_Data in this exercise_.
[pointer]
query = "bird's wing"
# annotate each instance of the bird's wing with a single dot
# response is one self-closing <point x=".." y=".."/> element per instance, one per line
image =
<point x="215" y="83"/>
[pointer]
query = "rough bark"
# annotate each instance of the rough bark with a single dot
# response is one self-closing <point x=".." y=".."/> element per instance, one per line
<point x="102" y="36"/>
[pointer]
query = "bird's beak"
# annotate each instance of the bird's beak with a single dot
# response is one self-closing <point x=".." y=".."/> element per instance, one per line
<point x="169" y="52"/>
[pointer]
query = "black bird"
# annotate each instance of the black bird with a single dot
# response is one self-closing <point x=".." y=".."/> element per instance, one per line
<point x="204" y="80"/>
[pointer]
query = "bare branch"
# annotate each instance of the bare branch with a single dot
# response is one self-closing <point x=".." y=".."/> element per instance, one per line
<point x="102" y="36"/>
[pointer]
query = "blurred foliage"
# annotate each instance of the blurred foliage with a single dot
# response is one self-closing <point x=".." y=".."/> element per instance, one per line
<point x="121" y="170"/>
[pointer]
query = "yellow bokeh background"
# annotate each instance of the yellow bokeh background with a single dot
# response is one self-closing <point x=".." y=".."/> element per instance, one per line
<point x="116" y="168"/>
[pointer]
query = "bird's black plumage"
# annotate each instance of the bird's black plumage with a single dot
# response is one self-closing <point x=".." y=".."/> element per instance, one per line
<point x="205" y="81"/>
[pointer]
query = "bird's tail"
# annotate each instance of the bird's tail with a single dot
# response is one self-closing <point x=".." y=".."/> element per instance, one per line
==
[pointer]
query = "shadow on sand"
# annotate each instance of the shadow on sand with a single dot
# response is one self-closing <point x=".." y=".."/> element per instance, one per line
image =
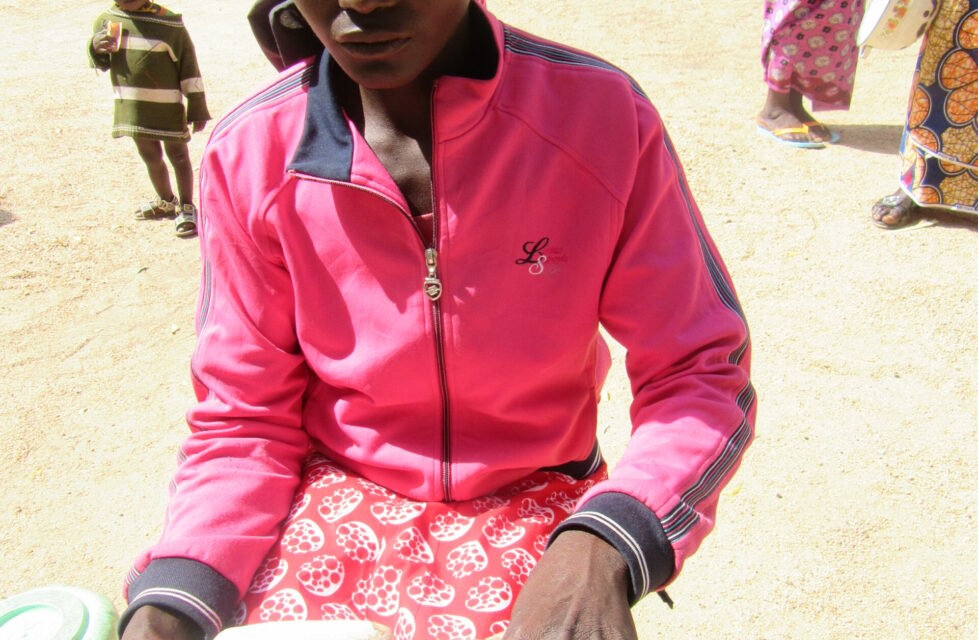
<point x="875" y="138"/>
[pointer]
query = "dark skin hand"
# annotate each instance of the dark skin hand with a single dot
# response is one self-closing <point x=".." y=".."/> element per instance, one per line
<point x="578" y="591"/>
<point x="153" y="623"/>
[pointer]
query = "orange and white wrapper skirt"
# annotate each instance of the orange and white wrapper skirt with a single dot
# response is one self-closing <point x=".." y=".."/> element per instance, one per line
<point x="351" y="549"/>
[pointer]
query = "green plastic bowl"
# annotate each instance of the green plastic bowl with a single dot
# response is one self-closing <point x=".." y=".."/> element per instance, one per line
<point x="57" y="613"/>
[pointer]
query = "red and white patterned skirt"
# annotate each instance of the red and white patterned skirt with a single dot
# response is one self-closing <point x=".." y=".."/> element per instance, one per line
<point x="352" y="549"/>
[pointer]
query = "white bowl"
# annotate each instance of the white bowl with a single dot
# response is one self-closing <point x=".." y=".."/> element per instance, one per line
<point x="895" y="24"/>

_Task goal_. Return every line of the records that contains the word "bare".

_In response_.
query = "bare branch"
# annotate each instance of the bare branch with a single dot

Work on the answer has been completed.